* **TEXTAUSZUG**
§

Die Folgen für Krankenhäuser
Die bürokratischen Hürden in der Digitalisierung haben weitreichende Konsequenzen:
- Verpasste Chancen: Fördergelder bleiben ungenutzt, weil Krankenhäuser die Anforderungen nicht rechtzeitig erfüllen können – Ironie des Schicksals: werden Fördermittel nicht vollständig abgerufen, kann dies zu Haushaltskürzungen führen.
- Überlastung des Personals: Verwaltungsaufgaben lasten zunehmend auf ohnehin ausgelastetem Klinikpersonal.
- Verzögerte Projekte: Digitalisierungsvorhaben kommen langsamer voran, was die Versorgungsqualität der Häuser langfristig beeinträchtigen kann.
Ansätze zur Überwindung der bürokratischen Hindernisse
Trotz der Herausforderungen gibt es Möglichkeiten, die Bürokratie zu bewältigen und den Weg für eine erfolgreiche Digitalisierung zu ebnen.
1. Effizienteres Fördermittelmanagement
Krankenhäuser können spezialisierte Berater oder externe Dienstleister hinzuziehen, um die Beantragung und Verwaltung von Fördermitteln zu optimieren.
- Automatisierte Prozesse: Softwarelösungen können helfen, Anträge effizienter zu verwalten.
- Schulungen und Wissensaustausch: Ein besseres Verständnis der Anforderungen und Prozesse kann Zeit und Ressourcen sparen.
- Portfolio Steuerung: Statt alle Mitarbeitenden der Querschnittfunktionen via ad-hoc-Bearbeitung „alles gleichzeitig“ bearbeiten zu lassen, können Projektcluster dabei helfen ein strategisch steuerbares Portfolio zu erstellen und zu administrieren
2. Interdisziplinäre Zusammenarbeit und politischer Dialog
Ein kontinuierlicher Dialog zwischen Krankenhäusern, Behörden und Softwareanbietern ist entscheidend, um gemeinsame Standards zu schaffen und Bürokratie abzubauen.

§

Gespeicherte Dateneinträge
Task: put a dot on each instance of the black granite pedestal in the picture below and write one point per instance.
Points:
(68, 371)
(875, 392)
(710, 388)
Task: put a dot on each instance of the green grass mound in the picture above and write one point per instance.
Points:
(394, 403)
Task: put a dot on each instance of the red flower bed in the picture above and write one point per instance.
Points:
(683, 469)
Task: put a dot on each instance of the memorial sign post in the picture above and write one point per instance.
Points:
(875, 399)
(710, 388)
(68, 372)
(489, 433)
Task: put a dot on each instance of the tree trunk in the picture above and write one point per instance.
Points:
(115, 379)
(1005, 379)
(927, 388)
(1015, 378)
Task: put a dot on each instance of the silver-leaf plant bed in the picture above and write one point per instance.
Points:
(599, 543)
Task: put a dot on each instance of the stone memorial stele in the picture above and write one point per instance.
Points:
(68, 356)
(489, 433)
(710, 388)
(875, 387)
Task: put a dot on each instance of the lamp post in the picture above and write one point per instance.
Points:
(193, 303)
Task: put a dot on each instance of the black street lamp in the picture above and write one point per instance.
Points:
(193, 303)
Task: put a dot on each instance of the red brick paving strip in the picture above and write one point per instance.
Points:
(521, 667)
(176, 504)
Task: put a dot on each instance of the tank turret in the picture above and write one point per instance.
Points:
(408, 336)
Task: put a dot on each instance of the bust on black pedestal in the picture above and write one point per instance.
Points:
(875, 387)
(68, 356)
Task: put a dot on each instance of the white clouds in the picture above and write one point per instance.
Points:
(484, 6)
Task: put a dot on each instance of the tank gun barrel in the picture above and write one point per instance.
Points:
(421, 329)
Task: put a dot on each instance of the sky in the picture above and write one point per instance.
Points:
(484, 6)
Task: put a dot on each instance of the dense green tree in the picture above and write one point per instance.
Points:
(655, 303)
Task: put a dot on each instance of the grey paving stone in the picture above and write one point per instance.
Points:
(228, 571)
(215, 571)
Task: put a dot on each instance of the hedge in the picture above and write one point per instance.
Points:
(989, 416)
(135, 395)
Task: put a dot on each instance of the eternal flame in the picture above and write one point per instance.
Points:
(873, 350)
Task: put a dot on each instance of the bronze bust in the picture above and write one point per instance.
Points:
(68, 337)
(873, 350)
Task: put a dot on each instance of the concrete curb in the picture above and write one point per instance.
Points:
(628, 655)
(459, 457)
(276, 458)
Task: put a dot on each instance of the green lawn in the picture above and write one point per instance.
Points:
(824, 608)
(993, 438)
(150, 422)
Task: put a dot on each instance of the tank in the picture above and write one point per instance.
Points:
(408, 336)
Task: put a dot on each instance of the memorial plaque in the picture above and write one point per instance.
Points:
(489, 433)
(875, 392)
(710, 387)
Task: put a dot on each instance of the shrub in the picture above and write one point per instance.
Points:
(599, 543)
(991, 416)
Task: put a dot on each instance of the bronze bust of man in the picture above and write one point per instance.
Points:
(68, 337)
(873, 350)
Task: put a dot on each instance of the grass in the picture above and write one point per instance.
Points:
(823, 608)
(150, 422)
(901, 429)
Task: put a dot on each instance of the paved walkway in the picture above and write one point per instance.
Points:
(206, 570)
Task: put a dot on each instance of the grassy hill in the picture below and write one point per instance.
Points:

§

* **AUFGABEN**
- a) Beantworte die folgenden Fragen zum Text über die Krankenhausdigitalisierung:
(i) Wozu kann es führen, wenn Fördermittel nicht vollständig abgerufen werden?
(ii) Wen können Krankenhäuser hinzuziehen, um die Beantragung und Verwaltung von Fördermitteln zu optimieren?
(iii) Zwischen welchen Beteiligten ist ein kontinuierlicher Dialog entscheidend?
- b) Erweitere den Text über die Krankenhausdigitalisierung, indem du direkt an seinen letzten Satz anschließt.

* **LÖSUNGEN**
- a)
(i) Es kann zu Haushaltskürzungen führen.
(ii) Sie können spezialisierte Berater oder externe Dienstleister hinzuziehen.
(iii) Der Dialog ist zwischen Krankenhäusern, Behörden und Softwareanbietern entscheidend.

- b)
- Pilotprojekte fördern: Modellprojekte können helfen, Prozesse zu standardisieren und bewährte Praktiken zu etablieren. Der Innovative Secure Medical Campus am UK Bonn ist hierfür ein hervorragendes Beispiel (www.ukbonn.de/ismc)
- Digitale Behördendienste: Die Einführung digitaler Plattformen für Anträge und Genehmigungen könnte den Prozess erheblich beschleunigen.
3. Fokus auf Interoperabilität und Standards
Die Etablierung von einheitlichen Standards ist ein entscheidender Schritt. Initiativen wie der „FHIR-Standard“ (Fast Healthcare Interoperability Resources) können dabei unterstützen, die Komplexität zu reduzieren.
Ein Blick in die Zukunft
Trotz der bürokratischen Herausforderungen gibt es Grund zur Zuversicht. Förderprogramme wie das KHZG legen die Grundlage für eine zukunftsfähige Krankenhauslandschaft. Gleichzeitig werden immer mehr innovative Technologien und Partnerschaften entwickelt, um die Prozesse zu vereinfachen. Leuchtturmförderprojekte wie der Innovative Secure Medical Campus (ISMC) am UK Bonn (www.ukbonn.de/ismc) können als Modellprojekt helfen, Innovationen zu erforschen und sie anschließend in der Breite klinisch zu skalieren.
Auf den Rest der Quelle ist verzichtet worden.